__Text__:
+--
I have 25gallons of slurry to process, so it is going to be a while.
As I am heating the HCL, the flakes that float up to the top, are white. As the HCL heats, and I stir, they slowly turn yellow.
Way cool to watch.
In the bucket that I used to settle the solution, there is two inches of brown slurry with streaks of grey.
The heated solution, I am setting aside to settle. I have two gallons of heated solution so far.
I should have sent the batch to Steve to process in the first place. I just wanted the experience.
It has indeed been an experience.


----------



## docone31 (Nov 12, 2008)

As a final follow up.
I finally finished the whole process! Definate yay.
After going through the entire batch, diluting, boiling down, etc., I finally ended up with a considerable amount of black solid. It completely filled a Kerr Electromelt crucible.
I had dried it as completely as I could, then started heating it. Slowly so in the event there were any vapors, I could control it.
There were none. I increased the heat, slowly, crumbling any solid chunks as I could reach them.
I also used an older crucible.
Well, the deed is done!
When I let the crucible to cool, I had black powder, and some pretty nice gold colour nuggets in the bottom of the crucible.
I guess it was worth it after all.
There are still some chunks I was not able to process. Probably too deep in the crucible to mix in. I plan on powdering it all again, and doing a reheat/remelt. The filters were also added into the first melt.
+--
__Provided information__:
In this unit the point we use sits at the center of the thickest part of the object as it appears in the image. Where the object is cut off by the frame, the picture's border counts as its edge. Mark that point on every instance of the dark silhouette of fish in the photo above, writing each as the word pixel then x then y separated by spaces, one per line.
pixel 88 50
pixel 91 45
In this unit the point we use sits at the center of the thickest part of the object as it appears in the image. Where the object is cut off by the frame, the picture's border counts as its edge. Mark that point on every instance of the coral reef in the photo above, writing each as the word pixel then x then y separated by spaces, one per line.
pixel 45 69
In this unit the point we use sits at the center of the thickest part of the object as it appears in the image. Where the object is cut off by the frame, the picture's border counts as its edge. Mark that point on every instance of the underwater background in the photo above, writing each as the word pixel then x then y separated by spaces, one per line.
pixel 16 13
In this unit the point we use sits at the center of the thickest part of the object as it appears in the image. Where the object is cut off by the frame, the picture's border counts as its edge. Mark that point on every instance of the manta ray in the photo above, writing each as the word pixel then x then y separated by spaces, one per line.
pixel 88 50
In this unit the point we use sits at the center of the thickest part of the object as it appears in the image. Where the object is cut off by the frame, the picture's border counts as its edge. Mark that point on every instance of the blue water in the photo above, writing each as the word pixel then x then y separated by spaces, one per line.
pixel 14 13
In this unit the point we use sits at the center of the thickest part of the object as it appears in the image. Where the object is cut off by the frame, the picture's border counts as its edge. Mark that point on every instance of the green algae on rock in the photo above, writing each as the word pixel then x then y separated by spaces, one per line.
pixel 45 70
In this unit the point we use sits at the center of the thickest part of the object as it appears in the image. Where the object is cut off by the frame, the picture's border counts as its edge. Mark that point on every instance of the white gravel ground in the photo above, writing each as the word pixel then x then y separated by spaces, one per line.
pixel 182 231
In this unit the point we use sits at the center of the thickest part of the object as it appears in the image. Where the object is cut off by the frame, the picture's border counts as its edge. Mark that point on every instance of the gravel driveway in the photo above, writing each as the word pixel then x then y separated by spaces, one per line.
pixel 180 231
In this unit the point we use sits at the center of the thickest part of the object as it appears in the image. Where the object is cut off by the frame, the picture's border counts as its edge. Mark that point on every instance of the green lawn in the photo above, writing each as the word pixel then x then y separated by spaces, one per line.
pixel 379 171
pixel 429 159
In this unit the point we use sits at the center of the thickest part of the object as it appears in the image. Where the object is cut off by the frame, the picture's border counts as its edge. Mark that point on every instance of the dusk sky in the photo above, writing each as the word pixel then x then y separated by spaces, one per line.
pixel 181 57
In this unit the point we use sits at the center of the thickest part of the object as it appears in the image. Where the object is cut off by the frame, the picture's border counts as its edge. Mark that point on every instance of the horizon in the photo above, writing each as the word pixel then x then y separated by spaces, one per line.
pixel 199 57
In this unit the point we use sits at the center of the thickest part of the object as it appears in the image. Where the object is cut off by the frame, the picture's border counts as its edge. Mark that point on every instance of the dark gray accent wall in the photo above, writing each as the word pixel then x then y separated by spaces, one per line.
+--
__Task instructions__:
1 - Print the part of the listing that opens with the line containing "of the coral" and closes with the line containing "pixel 45 70", both of those lines included.
2 - Carry on the forum thread about processing the slurry with HCl, picking up after its last sentence.
The forum thread and the listing have nothing to do with each other.

__Set of answers__:
1 -
In this unit the point we use sits at the center of the thickest part of the object as it appears in the image. Where the object is cut off by the frame, the picture's border counts as its edge. Mark that point on every instance of the coral reef in the photo above, writing each as the word pixel then x then y separated by spaces, one per line.
pixel 45 69
In this unit the point we use sits at the center of the thickest part of the object as it appears in the image. Where the object is cut off by the frame, the picture's border counts as its edge. Mark that point on every instance of the underwater background in the photo above, writing each as the word pixel then x then y separated by spaces, one per line.
pixel 16 13
In this unit the point we use sits at the center of the thickest part of the object as it appears in the image. Where the object is cut off by the frame, the picture's border counts as its edge. Mark that point on every instance of the manta ray in the photo above, writing each as the word pixel then x then y separated by spaces, one per line.
pixel 88 50
In this unit the point we use sits at the center of the thickest part of the object as it appears in the image. Where the object is cut off by the frame, the picture's border counts as its edge. Mark that point on every instance of the blue water in the photo above, writing each as the word pixel then x then y separated by spaces, one per line.
pixel 14 13
In this unit the point we use sits at the center of the thickest part of the object as it appears in the image. Where the object is cut off by the frame, the picture's border counts as its edge. Mark that point on every instance of the green algae on rock in the photo above, writing each as the word pixel then x then y separated by spaces, one per line.
pixel 45 70

2 -
It went without an hitch! Yay.
I did however get some interesting white "feathers" on the top of the crucible where the top closes it off. They completely covered the top of the interior of the crucible, and were quite fragile. They had distinct "leaves".
Within the chunks left, there are no visible gold balls. Still I am going to remelt with less mass. I primarily heated this way to eliminate any organics that might have entered the container during storage and filtering.
My thanks to all, especially Laser Steve, who took time to guide me to this point.
I am suprised I got any results at all, and definately pleased with the chunk I held in my hand.
Now, that was fun, and I did it.
I will have something to talk about in the future.
My hat is off to you guys! That is a lot of work that MUST be done in controlled condition.
It was worth it though. This time.
I did find a good refiner.
Thanks to all, it worked!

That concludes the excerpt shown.